WORK REQUEST: Reproduce the listing that follows character for character, excluding its pictures.

[Start of Attachment]

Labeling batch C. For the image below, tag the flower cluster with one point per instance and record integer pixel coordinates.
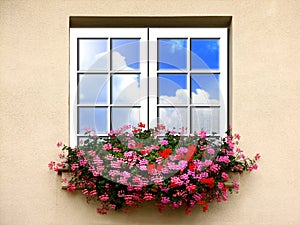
(134, 164)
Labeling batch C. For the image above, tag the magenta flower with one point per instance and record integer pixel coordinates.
(59, 143)
(107, 146)
(224, 176)
(163, 142)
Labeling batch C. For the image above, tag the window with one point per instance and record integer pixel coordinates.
(172, 76)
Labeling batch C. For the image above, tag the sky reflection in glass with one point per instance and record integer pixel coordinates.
(93, 54)
(204, 54)
(92, 118)
(92, 89)
(129, 54)
(172, 54)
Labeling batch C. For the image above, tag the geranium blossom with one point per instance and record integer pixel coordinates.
(133, 165)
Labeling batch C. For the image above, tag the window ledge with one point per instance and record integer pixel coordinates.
(66, 174)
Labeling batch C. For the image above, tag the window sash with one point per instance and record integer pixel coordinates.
(149, 71)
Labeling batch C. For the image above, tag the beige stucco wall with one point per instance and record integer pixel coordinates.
(34, 57)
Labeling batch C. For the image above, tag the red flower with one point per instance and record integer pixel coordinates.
(190, 153)
(161, 127)
(166, 153)
(205, 208)
(209, 181)
(144, 151)
(136, 130)
(159, 167)
(201, 202)
(151, 168)
(192, 167)
(141, 125)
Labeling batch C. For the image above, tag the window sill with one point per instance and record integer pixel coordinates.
(66, 174)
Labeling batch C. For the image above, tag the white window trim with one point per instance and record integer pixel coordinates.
(75, 34)
(188, 33)
(149, 54)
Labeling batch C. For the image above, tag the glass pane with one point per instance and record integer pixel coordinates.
(172, 89)
(93, 54)
(205, 119)
(124, 116)
(81, 140)
(173, 118)
(125, 54)
(205, 89)
(91, 118)
(126, 89)
(205, 54)
(92, 89)
(172, 54)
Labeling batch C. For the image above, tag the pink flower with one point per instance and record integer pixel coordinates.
(71, 187)
(237, 136)
(80, 153)
(107, 146)
(191, 188)
(83, 162)
(165, 200)
(104, 198)
(58, 144)
(202, 134)
(235, 184)
(64, 180)
(210, 150)
(74, 166)
(257, 156)
(220, 185)
(255, 166)
(224, 176)
(51, 165)
(163, 142)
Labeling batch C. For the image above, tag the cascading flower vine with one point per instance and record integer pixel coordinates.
(133, 165)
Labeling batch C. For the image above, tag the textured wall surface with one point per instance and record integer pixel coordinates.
(34, 80)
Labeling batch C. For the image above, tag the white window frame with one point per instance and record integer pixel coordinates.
(188, 33)
(148, 67)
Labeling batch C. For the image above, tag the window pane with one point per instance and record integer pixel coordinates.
(126, 89)
(173, 117)
(92, 89)
(205, 89)
(204, 54)
(172, 89)
(205, 119)
(93, 54)
(124, 116)
(172, 54)
(125, 54)
(93, 119)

[End of Attachment]

SOLUTION:
Labeling batch C. For the image below, tag the flower cluster with one point per instance and record integer pixel coordinates.
(134, 164)
Labeling batch C. For the image above, tag the magenta flower with one point per instance and record integer pixel coordinates.
(59, 143)
(107, 146)
(224, 176)
(163, 142)
Labeling batch C. For the image above, tag the window with one point per instance and record integer pixel coordinates.
(172, 76)
Labeling batch C. For the image above, tag the sky reflection in glass with one point per instance and record integer pixel coordinates.
(93, 54)
(204, 54)
(92, 118)
(92, 89)
(129, 54)
(172, 54)
Labeling batch C. For the image above, tag the geranium blossom with one point per instance and record integer pixel coordinates.
(133, 165)
Labeling batch C. For the image above, tag the window ledge with one point per instance and record integer pixel coordinates.
(66, 174)
Labeling batch C. For the image above, tag the window sash with one point per instance and record integer pixel coordinates.
(149, 71)
Labeling batch C. For the image above, tag the beige stucco wall with one point per instance and record integer pixel coordinates.
(34, 57)
Labeling batch C. For the image above, tag the red flower with one point per instance and record integer pixel coordinates.
(190, 153)
(161, 127)
(166, 153)
(205, 208)
(209, 181)
(144, 151)
(136, 130)
(159, 167)
(201, 202)
(151, 168)
(192, 167)
(141, 125)
Labeling batch C. For the image above, tag the window sill with one point per instance and record integer pixel coordinates.
(66, 174)
Labeling batch C. For the image above, tag the white window trim with one point per instance and record integer pixel coordinates.
(75, 34)
(188, 33)
(149, 54)
Labeling batch C. For the image above, tag the glass pane with one point per instance and record integer pixel coordinates.
(172, 89)
(93, 54)
(205, 119)
(124, 116)
(81, 140)
(173, 118)
(125, 54)
(205, 89)
(91, 118)
(126, 89)
(205, 54)
(92, 89)
(172, 54)
Labeling batch C. For the image above, tag the pink flower with one point per instance and record integer pixel coordinates.
(71, 187)
(237, 136)
(80, 153)
(107, 146)
(191, 188)
(83, 162)
(165, 200)
(104, 198)
(58, 144)
(202, 134)
(235, 184)
(64, 180)
(210, 150)
(74, 166)
(257, 156)
(220, 185)
(255, 166)
(224, 176)
(51, 165)
(163, 142)
Labeling batch C. For the image above, tag the cascading flower vine with one point per instance and record integer pixel coordinates.
(133, 165)
Labeling batch C. For the image above, tag the textured wall surface with one point per instance and record integer pixel coordinates.
(34, 80)
Labeling batch C. For the image above, tag the white window frame with one point per instance and record integer pixel coordinates.
(188, 33)
(148, 67)
Labeling batch C. For the image above, tag the window pane with one point per instance and record integer pixel coordinates.
(126, 89)
(173, 117)
(92, 89)
(205, 89)
(204, 54)
(172, 89)
(205, 119)
(93, 54)
(124, 116)
(172, 54)
(125, 54)
(93, 119)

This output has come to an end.